TASK PROMPT —
Show every line in the records below that contains the word "katydid".

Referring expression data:
:::::
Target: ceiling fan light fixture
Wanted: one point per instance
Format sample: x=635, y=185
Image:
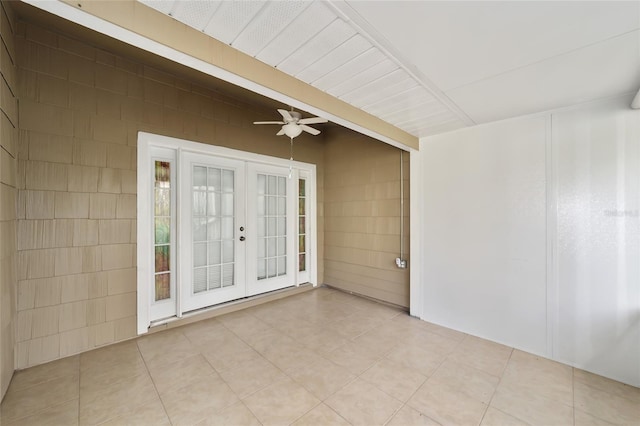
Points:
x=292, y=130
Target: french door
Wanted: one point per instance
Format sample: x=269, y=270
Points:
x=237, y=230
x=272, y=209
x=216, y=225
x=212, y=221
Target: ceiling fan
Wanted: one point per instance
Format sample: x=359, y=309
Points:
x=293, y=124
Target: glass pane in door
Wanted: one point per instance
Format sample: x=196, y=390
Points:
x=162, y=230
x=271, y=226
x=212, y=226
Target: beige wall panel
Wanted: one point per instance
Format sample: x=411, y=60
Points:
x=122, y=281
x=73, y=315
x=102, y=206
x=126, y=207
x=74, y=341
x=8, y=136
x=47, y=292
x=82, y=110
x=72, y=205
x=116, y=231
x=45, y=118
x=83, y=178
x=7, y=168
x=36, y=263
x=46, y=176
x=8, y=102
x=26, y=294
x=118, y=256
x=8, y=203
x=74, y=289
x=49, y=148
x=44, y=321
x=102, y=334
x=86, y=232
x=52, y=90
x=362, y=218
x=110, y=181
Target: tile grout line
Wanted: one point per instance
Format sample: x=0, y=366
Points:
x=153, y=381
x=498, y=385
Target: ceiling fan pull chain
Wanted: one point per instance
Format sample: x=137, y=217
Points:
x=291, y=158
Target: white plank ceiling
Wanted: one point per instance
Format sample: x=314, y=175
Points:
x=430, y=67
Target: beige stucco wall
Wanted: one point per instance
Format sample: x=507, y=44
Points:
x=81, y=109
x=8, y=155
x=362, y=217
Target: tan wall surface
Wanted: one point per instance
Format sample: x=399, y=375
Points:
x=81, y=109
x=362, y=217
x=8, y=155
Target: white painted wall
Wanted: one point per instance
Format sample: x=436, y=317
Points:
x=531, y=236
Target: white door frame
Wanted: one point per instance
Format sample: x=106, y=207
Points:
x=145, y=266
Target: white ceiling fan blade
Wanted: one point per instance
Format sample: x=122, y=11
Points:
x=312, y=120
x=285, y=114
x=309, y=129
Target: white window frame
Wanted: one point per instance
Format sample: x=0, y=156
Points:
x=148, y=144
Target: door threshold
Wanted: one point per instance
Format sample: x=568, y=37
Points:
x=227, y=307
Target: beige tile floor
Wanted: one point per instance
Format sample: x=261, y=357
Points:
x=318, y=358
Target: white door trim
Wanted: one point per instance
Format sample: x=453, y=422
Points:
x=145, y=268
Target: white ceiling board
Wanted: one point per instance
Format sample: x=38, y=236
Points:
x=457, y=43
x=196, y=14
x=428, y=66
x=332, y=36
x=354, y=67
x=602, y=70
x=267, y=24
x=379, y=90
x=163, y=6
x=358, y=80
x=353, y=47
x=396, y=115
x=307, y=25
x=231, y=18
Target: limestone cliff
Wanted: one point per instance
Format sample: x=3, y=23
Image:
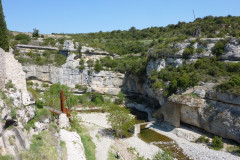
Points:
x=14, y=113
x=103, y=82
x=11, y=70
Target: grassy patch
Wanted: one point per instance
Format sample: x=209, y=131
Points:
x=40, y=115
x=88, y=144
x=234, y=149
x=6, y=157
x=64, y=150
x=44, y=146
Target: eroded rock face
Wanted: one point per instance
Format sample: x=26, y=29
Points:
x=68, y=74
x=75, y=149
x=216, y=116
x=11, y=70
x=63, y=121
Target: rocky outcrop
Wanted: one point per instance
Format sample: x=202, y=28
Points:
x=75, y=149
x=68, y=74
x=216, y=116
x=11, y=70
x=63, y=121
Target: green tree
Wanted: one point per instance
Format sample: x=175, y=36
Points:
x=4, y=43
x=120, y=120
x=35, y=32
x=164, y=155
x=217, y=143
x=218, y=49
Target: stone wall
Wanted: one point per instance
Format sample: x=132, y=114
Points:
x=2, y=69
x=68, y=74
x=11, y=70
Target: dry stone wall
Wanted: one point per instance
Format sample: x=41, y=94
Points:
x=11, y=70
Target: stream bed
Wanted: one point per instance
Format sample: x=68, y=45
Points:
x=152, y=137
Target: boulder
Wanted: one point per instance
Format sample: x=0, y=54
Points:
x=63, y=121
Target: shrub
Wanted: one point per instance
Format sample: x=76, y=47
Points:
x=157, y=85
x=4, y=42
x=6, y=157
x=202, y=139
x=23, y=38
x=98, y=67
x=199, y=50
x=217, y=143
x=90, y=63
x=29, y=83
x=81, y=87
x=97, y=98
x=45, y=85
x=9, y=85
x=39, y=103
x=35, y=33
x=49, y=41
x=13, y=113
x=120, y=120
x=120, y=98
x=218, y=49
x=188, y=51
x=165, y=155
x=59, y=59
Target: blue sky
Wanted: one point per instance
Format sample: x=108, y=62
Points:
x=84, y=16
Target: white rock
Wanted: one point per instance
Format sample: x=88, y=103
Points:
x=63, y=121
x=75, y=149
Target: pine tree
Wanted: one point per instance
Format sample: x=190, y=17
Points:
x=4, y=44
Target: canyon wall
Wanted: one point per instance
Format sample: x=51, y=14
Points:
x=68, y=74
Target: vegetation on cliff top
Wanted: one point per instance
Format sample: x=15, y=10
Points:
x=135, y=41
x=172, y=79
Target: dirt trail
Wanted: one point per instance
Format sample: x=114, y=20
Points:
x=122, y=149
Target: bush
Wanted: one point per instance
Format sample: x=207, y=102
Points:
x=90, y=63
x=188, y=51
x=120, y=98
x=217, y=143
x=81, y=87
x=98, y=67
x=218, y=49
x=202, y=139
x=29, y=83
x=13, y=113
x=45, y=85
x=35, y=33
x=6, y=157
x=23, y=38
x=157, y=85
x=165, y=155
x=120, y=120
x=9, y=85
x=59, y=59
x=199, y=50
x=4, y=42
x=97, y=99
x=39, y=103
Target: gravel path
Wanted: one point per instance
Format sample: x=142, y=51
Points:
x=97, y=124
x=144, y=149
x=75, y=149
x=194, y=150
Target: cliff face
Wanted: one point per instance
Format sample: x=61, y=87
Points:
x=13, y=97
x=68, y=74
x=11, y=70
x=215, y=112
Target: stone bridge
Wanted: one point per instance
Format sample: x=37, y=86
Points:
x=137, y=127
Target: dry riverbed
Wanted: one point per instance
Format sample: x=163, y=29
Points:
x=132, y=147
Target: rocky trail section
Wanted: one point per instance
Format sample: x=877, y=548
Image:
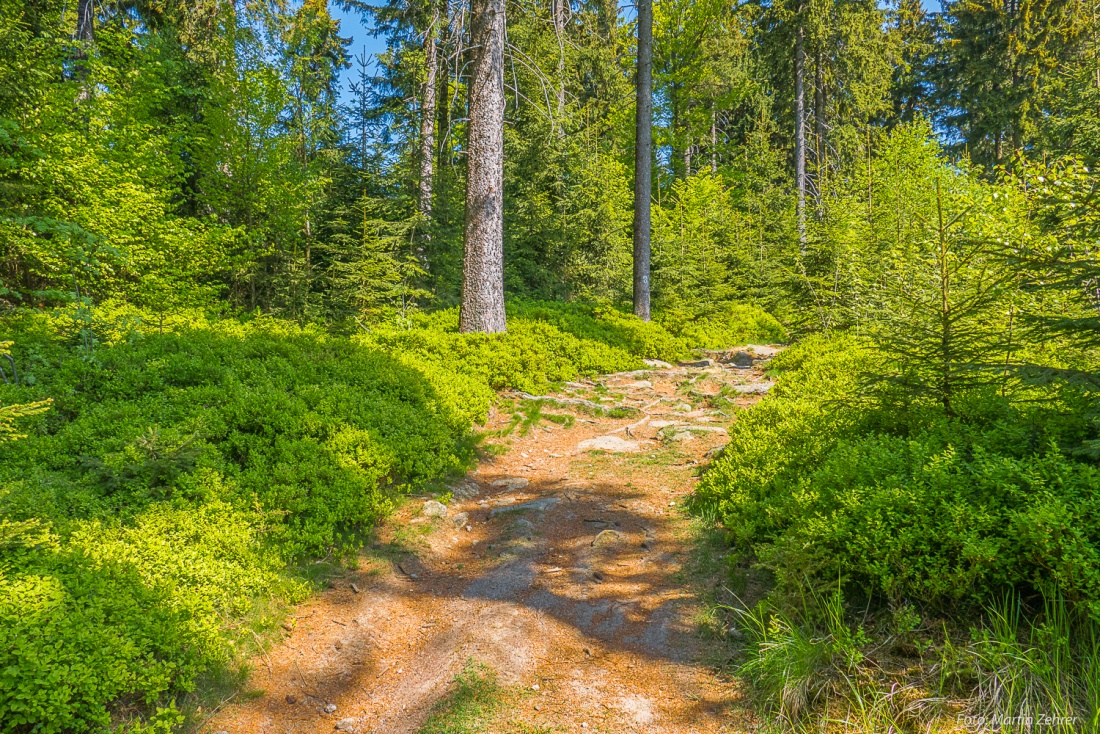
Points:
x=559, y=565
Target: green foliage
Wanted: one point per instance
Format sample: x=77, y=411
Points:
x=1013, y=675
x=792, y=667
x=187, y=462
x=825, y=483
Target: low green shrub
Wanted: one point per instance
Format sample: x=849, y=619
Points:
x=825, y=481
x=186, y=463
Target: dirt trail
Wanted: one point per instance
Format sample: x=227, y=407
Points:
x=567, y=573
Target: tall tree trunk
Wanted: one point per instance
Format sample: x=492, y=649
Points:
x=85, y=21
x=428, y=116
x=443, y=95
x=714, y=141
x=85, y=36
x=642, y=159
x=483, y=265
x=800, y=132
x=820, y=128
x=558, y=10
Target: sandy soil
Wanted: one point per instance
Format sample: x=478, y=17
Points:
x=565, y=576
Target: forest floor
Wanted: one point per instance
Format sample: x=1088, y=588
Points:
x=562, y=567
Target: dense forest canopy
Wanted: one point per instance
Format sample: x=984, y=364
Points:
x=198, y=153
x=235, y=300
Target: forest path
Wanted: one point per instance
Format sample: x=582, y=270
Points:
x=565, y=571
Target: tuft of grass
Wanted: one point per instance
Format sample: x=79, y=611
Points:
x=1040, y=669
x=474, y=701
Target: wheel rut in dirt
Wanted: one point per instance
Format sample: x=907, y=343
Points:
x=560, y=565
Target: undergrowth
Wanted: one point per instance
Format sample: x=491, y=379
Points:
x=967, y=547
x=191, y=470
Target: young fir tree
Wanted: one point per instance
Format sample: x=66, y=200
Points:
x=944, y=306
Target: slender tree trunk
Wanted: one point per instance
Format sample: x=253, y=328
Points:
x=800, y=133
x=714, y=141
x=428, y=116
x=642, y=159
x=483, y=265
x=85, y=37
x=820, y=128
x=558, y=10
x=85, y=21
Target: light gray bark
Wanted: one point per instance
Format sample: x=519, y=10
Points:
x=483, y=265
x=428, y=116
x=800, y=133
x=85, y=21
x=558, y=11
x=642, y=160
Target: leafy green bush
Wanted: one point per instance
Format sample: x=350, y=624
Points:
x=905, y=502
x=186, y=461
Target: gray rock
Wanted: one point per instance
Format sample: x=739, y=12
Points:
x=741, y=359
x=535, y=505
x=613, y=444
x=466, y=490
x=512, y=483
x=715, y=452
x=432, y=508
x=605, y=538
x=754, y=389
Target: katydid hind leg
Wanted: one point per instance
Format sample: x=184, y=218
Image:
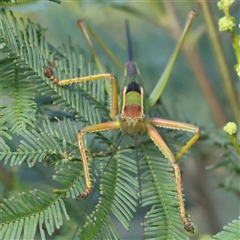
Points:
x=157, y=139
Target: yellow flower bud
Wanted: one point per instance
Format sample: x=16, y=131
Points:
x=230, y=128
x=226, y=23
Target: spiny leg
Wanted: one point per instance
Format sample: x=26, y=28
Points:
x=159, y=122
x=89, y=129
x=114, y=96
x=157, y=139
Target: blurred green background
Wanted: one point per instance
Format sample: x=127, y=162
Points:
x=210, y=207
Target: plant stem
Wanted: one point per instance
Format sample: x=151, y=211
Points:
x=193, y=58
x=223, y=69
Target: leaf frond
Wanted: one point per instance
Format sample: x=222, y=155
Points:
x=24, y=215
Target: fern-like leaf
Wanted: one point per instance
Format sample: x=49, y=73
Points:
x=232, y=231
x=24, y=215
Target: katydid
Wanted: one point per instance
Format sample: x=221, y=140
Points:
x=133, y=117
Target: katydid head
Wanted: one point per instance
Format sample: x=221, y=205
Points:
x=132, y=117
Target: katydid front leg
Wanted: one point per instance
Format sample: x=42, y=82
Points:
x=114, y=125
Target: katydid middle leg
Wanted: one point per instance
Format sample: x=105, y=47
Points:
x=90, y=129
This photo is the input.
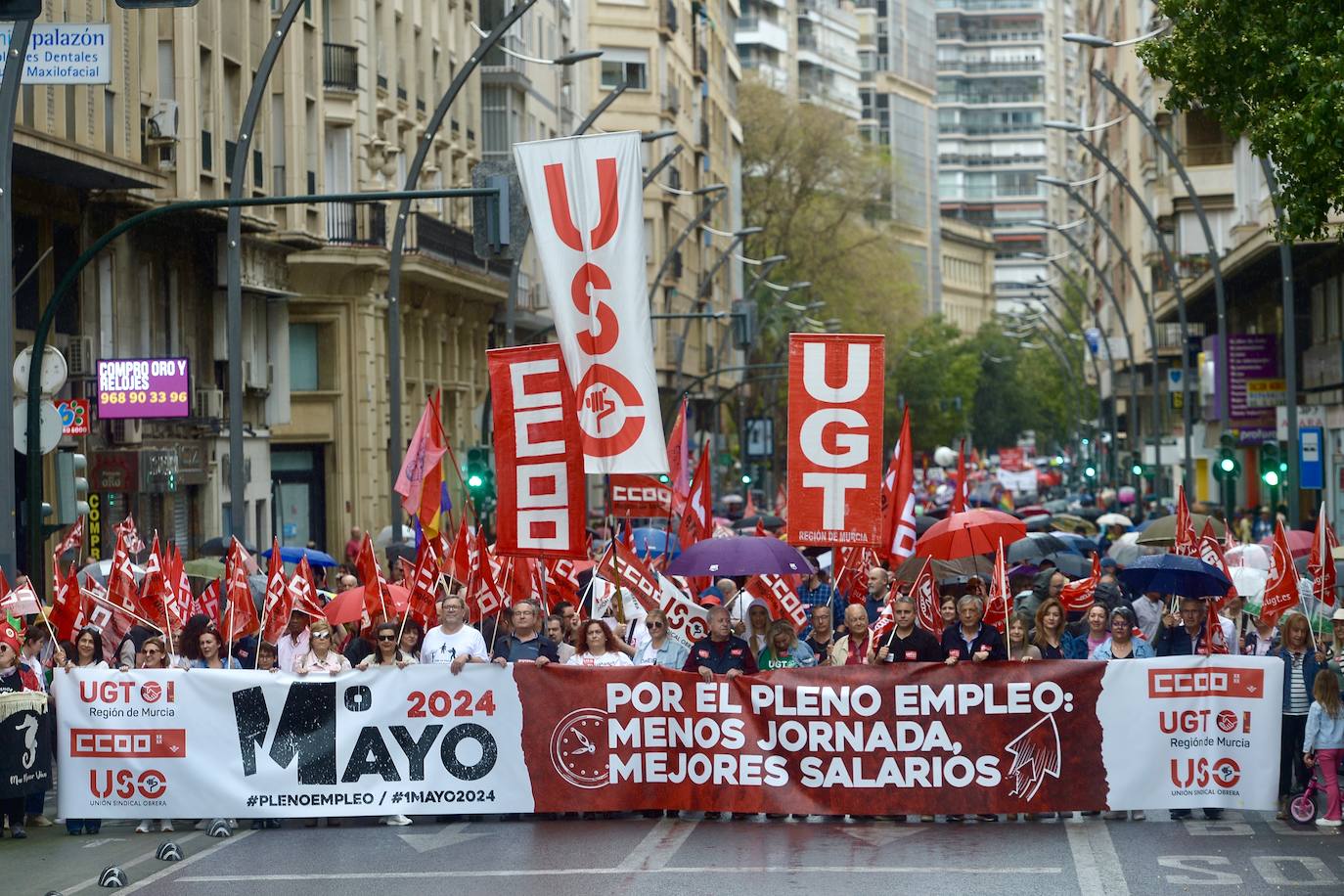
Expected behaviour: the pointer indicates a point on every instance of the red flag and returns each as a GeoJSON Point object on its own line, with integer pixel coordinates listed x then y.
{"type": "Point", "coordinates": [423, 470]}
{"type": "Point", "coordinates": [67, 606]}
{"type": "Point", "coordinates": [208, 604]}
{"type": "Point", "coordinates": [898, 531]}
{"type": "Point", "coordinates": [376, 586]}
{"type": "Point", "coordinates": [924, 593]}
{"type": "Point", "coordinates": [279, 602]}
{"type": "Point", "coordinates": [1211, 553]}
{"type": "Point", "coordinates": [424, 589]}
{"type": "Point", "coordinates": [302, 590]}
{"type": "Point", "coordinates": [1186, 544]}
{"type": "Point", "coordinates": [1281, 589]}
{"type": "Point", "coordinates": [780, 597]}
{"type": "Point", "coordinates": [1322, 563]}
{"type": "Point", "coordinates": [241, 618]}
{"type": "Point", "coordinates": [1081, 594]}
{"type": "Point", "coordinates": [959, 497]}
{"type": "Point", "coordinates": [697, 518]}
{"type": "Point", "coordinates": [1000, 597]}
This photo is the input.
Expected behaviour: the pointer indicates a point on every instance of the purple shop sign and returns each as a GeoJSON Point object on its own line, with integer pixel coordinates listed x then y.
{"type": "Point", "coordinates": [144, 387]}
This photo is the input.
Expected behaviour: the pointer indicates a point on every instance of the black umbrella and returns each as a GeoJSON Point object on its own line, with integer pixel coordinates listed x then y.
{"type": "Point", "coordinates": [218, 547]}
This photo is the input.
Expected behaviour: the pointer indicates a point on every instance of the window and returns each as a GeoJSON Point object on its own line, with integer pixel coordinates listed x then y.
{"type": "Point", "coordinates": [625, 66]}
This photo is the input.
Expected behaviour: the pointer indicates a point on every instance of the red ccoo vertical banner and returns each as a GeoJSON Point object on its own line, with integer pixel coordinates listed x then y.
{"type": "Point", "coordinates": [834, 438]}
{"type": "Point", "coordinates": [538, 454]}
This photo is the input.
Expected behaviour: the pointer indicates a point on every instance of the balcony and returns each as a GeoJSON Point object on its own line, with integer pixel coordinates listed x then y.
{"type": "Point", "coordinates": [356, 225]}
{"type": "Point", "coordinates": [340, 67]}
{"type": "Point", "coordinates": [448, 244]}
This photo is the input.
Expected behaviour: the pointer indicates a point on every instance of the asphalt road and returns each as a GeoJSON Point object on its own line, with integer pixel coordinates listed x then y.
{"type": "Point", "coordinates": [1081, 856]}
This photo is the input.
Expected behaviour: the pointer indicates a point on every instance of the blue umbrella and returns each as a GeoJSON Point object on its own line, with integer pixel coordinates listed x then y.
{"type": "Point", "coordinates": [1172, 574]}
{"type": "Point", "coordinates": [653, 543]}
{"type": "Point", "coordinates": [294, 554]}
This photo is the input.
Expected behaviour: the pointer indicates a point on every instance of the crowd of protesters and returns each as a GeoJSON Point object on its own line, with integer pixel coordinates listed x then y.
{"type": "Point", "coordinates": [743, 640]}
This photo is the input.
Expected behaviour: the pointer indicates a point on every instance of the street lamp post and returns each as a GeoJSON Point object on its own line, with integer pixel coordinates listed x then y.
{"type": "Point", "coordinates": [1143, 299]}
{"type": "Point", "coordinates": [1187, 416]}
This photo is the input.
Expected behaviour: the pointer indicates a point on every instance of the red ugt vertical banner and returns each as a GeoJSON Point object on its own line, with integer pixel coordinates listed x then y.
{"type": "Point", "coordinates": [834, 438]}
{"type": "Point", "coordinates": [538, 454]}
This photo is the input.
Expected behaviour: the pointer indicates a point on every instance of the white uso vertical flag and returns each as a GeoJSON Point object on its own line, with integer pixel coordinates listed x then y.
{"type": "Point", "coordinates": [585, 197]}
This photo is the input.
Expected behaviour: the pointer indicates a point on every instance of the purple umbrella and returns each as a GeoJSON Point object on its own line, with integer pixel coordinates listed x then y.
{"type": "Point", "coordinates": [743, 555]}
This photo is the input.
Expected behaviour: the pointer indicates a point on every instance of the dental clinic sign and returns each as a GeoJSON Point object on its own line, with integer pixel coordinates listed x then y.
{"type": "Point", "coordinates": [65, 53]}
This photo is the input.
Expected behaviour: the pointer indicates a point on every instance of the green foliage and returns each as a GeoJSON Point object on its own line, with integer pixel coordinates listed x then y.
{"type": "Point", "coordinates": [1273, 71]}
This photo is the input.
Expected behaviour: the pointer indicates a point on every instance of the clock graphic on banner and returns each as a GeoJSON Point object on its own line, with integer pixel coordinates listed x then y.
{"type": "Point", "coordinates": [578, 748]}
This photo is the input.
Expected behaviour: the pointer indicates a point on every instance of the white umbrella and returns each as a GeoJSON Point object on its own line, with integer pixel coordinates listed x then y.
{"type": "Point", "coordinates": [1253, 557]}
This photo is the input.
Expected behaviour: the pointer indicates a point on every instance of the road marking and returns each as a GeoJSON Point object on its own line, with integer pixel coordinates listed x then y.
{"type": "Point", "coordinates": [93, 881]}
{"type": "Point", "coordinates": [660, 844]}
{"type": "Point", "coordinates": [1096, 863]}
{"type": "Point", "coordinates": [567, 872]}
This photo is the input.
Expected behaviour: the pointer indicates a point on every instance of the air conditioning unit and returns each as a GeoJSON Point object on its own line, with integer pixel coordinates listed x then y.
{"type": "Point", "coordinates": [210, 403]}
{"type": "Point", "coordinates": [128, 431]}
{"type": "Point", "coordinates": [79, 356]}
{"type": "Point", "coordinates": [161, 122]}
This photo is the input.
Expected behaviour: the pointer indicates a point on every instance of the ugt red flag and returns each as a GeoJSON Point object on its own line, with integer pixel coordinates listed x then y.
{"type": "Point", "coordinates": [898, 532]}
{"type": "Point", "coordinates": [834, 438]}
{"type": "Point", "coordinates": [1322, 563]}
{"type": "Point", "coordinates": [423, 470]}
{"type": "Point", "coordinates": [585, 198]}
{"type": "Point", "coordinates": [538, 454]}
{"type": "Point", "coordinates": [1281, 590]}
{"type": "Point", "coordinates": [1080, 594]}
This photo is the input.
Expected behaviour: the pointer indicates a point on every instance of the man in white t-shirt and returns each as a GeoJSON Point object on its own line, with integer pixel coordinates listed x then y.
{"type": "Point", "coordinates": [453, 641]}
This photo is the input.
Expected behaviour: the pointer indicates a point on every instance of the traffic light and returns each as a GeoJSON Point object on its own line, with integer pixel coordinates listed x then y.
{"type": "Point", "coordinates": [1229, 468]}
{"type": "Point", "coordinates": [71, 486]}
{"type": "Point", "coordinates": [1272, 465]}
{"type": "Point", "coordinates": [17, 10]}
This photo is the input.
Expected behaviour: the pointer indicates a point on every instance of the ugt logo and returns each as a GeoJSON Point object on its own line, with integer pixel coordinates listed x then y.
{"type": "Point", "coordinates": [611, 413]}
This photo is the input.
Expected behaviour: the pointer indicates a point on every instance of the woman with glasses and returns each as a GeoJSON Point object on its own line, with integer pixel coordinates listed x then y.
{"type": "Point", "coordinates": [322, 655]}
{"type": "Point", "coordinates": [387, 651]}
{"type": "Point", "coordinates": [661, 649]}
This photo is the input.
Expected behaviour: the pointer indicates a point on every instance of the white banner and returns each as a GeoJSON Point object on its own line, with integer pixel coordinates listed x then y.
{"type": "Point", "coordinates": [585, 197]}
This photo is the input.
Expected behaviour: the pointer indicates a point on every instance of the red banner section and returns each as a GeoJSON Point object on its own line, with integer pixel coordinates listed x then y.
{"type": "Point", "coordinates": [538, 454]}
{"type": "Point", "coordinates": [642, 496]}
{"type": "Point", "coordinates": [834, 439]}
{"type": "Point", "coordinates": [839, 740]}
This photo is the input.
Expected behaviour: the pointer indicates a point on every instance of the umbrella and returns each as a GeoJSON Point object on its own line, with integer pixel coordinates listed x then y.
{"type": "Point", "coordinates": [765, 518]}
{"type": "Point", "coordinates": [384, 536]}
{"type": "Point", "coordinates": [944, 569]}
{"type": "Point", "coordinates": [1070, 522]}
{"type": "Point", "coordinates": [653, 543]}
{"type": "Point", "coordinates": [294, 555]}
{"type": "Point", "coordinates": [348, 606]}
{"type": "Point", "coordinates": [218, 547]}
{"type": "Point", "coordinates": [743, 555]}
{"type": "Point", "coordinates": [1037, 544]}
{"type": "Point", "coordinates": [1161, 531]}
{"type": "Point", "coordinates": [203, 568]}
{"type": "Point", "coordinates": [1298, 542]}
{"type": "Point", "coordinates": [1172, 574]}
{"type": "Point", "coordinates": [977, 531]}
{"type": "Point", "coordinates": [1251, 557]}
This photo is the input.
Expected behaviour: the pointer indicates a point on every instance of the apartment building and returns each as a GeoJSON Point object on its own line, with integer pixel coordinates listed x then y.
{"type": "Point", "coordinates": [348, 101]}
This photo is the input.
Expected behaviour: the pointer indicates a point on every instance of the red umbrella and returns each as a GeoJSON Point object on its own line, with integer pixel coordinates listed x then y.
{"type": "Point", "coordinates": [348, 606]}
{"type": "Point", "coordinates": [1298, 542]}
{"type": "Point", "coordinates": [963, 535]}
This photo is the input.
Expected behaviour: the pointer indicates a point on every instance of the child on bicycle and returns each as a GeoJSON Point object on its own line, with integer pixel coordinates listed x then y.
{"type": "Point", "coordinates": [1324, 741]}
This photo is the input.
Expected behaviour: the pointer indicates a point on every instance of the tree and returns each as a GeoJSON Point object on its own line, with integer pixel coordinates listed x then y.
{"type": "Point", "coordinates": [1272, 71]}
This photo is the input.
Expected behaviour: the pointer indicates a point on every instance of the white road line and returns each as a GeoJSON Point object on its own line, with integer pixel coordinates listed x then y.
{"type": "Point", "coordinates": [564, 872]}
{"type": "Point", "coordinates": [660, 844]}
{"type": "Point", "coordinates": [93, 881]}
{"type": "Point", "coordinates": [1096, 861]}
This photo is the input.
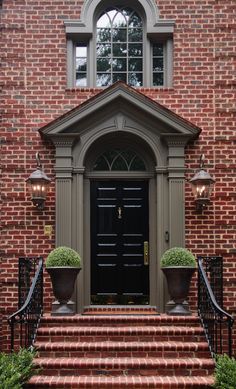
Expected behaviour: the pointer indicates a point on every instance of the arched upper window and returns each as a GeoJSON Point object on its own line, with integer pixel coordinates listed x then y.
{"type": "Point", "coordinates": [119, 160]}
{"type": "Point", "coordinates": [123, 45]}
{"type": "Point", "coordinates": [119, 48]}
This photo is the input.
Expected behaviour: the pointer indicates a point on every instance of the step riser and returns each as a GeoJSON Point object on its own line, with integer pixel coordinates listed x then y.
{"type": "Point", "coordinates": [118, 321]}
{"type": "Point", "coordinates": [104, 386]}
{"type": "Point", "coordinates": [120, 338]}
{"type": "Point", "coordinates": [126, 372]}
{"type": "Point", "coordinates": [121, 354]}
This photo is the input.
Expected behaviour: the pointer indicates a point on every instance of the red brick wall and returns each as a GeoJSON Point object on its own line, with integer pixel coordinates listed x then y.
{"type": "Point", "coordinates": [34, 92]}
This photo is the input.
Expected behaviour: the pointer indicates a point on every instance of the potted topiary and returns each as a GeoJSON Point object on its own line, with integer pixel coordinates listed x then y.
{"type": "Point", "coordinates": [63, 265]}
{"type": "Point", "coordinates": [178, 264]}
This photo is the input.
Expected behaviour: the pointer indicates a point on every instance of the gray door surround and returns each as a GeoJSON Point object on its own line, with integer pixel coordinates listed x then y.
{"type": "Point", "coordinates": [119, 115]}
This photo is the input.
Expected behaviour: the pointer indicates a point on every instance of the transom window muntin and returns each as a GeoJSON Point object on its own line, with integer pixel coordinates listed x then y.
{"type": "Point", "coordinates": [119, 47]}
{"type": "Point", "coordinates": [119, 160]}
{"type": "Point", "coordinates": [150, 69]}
:::::
ANSWER TO THE PROBLEM —
Target: katydid hind leg
Target: katydid
Target: katydid head
Target: katydid front leg
Target: katydid middle leg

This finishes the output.